Data entries:
= = = = =

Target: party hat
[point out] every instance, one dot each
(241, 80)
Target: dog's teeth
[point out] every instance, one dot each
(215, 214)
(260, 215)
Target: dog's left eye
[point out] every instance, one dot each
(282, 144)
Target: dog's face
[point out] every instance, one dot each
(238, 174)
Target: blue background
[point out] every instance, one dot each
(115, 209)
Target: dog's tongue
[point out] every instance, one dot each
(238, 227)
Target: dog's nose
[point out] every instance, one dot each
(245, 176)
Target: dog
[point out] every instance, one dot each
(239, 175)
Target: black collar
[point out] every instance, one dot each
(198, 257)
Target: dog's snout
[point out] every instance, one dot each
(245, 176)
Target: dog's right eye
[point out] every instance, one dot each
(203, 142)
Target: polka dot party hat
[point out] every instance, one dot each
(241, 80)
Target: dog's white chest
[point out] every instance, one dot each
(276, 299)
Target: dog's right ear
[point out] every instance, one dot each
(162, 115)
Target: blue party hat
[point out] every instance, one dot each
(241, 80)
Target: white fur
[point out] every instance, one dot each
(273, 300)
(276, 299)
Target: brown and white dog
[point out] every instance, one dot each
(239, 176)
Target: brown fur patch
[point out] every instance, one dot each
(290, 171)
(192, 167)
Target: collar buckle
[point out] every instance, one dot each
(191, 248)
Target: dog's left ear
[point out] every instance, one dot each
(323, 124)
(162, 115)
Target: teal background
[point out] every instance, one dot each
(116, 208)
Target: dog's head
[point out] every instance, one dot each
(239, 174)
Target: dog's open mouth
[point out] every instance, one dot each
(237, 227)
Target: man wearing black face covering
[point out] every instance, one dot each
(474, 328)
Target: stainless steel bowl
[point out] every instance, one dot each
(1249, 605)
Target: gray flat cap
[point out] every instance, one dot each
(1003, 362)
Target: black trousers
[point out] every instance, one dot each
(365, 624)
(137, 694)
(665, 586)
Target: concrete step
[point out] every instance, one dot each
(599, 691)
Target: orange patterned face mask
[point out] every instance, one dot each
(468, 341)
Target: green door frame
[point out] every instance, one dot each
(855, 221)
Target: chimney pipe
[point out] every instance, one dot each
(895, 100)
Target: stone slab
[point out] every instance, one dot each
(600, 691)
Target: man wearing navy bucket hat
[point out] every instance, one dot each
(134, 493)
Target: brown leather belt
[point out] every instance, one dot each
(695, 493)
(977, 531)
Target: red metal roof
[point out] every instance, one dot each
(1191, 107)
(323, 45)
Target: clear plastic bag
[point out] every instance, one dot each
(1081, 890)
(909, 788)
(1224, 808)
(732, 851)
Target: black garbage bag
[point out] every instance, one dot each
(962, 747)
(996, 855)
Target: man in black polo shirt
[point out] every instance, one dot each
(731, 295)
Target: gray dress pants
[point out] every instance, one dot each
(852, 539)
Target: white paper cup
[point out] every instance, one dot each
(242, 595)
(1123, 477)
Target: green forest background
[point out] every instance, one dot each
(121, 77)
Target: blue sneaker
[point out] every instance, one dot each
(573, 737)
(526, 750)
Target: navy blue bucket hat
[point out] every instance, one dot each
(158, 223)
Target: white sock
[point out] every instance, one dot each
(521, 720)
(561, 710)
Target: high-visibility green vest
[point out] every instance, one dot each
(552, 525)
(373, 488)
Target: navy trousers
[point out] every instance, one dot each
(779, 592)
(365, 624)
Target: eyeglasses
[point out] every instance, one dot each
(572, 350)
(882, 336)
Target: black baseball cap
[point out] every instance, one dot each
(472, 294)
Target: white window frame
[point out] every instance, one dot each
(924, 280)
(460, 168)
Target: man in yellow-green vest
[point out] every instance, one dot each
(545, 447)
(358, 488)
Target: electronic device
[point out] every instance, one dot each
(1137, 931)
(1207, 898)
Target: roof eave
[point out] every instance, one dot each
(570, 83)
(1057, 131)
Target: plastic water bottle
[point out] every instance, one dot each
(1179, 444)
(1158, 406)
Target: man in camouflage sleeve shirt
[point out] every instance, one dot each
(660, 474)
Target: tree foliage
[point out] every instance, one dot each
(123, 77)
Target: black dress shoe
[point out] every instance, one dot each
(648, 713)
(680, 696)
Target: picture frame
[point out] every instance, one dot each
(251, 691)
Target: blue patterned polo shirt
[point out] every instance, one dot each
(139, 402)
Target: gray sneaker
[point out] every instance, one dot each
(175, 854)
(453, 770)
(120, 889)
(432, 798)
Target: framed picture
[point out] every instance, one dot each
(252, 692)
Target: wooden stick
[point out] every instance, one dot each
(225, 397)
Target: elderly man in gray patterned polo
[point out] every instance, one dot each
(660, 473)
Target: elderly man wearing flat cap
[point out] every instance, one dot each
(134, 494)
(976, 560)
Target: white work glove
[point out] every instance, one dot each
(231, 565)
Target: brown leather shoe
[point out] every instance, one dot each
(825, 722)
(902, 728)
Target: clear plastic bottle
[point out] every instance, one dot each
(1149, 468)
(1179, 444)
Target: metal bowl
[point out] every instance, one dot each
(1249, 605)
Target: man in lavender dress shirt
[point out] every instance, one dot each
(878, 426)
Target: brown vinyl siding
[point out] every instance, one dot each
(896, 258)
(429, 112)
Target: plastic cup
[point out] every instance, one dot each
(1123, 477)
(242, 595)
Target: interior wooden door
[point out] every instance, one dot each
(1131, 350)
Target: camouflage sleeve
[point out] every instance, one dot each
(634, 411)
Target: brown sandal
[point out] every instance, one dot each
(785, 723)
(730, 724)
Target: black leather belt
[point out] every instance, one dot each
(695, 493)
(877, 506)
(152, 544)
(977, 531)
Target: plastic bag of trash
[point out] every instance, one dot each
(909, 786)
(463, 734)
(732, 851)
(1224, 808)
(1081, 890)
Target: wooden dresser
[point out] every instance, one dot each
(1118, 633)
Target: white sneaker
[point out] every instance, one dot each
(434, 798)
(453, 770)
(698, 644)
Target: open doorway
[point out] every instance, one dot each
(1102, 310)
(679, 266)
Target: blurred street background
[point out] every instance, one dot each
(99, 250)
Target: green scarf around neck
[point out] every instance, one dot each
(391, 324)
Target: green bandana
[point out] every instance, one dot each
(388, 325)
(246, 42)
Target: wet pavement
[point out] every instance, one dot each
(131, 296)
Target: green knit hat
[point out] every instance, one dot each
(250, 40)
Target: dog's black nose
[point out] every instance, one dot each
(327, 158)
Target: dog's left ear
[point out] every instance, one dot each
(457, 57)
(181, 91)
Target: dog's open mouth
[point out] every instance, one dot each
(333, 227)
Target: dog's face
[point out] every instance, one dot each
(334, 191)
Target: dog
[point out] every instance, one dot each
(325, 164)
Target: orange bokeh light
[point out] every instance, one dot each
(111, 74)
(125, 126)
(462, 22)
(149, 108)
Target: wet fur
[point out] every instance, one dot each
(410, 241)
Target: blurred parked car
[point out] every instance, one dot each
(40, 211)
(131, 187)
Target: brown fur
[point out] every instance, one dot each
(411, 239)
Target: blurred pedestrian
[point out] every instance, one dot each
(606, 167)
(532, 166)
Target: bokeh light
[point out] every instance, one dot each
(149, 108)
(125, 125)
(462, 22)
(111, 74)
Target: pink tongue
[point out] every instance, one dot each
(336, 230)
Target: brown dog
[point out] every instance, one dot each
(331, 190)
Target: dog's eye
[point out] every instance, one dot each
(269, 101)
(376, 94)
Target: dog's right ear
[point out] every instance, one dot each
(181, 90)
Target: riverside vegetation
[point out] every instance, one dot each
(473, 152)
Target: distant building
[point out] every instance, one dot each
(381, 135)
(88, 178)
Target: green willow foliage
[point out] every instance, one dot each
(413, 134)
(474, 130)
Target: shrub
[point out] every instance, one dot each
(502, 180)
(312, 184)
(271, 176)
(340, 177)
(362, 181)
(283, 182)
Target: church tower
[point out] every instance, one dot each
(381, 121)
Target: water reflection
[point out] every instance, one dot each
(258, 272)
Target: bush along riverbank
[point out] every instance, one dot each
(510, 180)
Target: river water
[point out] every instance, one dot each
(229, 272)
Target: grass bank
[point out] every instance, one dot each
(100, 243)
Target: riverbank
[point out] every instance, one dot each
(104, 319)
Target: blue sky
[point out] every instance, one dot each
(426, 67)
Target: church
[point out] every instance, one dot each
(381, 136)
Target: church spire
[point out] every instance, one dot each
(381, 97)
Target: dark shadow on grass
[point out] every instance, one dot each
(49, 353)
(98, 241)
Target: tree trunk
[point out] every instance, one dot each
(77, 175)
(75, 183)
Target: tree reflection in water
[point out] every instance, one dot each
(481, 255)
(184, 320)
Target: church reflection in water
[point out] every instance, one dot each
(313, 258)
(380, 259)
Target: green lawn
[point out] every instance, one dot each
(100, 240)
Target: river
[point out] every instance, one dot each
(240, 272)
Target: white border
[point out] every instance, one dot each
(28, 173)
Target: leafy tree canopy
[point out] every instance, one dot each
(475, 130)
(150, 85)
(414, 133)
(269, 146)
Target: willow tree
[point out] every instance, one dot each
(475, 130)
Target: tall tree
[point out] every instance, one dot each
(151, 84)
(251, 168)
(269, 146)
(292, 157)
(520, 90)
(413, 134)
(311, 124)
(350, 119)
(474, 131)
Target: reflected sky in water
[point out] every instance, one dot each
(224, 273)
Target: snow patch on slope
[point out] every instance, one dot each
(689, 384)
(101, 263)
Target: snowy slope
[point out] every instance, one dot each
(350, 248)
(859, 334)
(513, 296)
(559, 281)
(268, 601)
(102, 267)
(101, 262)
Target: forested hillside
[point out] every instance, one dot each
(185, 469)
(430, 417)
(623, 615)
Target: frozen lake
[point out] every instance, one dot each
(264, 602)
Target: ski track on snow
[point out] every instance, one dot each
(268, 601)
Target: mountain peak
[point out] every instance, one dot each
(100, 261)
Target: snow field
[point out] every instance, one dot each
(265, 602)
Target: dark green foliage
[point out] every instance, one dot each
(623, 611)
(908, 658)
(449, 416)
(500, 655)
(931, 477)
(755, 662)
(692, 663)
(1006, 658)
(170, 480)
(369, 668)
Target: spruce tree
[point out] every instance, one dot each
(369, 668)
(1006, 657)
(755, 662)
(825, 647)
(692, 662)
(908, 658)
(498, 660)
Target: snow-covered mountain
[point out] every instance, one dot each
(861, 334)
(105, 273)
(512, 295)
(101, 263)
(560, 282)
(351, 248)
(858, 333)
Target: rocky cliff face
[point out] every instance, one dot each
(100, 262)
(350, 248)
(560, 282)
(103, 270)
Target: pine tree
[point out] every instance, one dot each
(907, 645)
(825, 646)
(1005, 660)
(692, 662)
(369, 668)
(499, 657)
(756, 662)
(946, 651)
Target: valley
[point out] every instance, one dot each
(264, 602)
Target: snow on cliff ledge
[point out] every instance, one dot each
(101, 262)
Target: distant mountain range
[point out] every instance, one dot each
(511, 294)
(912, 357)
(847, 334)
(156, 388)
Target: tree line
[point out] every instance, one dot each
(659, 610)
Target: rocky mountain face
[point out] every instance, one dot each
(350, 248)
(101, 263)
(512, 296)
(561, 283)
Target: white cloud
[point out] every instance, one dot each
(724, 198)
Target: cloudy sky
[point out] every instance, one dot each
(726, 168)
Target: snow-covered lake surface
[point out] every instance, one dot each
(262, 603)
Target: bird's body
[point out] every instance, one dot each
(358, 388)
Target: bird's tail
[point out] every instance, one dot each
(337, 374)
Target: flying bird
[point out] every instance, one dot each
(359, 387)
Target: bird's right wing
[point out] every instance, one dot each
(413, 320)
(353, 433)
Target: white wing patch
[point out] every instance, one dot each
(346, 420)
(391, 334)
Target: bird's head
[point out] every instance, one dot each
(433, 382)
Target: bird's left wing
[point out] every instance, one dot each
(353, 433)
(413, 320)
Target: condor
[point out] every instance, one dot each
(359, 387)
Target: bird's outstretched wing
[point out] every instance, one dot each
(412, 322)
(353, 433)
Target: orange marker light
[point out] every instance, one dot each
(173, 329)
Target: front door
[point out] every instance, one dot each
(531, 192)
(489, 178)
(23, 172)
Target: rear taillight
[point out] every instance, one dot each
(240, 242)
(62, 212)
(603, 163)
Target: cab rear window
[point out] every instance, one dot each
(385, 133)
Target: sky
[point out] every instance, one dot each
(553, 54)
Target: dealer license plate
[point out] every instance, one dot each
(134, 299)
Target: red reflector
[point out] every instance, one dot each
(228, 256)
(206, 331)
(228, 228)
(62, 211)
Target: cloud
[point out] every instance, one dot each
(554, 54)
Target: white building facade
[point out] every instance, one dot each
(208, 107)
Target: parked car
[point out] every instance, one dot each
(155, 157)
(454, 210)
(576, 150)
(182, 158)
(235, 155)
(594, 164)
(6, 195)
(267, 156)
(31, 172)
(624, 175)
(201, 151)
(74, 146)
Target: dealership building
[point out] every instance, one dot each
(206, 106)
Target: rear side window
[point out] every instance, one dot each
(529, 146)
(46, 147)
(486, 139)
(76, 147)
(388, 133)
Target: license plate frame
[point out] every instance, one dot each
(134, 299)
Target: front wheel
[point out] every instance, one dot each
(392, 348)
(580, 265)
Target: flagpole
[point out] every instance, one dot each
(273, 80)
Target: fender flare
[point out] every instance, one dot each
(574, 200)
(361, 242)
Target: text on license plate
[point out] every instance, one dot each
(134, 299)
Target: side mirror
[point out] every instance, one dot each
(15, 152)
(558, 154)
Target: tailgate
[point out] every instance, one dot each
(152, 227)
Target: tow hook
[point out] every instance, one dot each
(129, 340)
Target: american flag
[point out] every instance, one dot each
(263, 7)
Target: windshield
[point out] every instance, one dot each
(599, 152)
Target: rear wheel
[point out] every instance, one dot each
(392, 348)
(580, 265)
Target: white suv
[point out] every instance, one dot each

= = = = =

**Brief:** Starting at the line above that contains "Target: navy blue bucket hat", write out each line exactly until the line that contains "Target: roof eave" has been written, and stop there.

**Problem solution:**
Target: navy blue bucket hat
[point out] every instance, one dot each
(158, 223)
Target: white sock
[point out] every instance, one dot each
(521, 720)
(561, 710)
Target: high-visibility green vest
[point out] every instance, one dot each
(552, 525)
(373, 488)
Target: navy trousers
[point out] every instance, one dot each
(779, 592)
(365, 624)
Target: eyeglasses
[point out] every instance, one dot each
(572, 350)
(882, 336)
Target: black baseball cap
[point out] every instance, one dot each
(472, 294)
Target: white window frame
[point out] every instance, one dot each
(924, 280)
(460, 168)
Target: man in yellow-green vest
[point out] every instance, one dot each
(545, 447)
(358, 488)
Target: electronic device
[point out] every instance, one dot each
(1137, 931)
(1207, 898)
Target: roof eave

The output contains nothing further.